### [Listing]
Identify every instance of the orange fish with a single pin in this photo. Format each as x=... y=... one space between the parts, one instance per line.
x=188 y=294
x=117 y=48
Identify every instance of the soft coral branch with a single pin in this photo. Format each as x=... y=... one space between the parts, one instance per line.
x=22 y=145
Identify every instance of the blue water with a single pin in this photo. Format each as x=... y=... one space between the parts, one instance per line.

### [Description of the task]
Lay out every line of the listing above as a JSON list of strings, one string per line, leaving out any blank lines.

### [Finished task]
[
  "Identify every instance of the orange fish with a single pin in this photo. Format each as x=... y=... one space between the parts, one instance per line.",
  "x=188 y=294",
  "x=117 y=48",
  "Identify every instance of the soft coral branch with a single pin in this photo. Format each as x=... y=... one space between the parts, one instance per line.",
  "x=22 y=145",
  "Identify every instance of the blue water with a single pin in this photo. Format each as x=... y=... one space between the parts, one instance per line."
]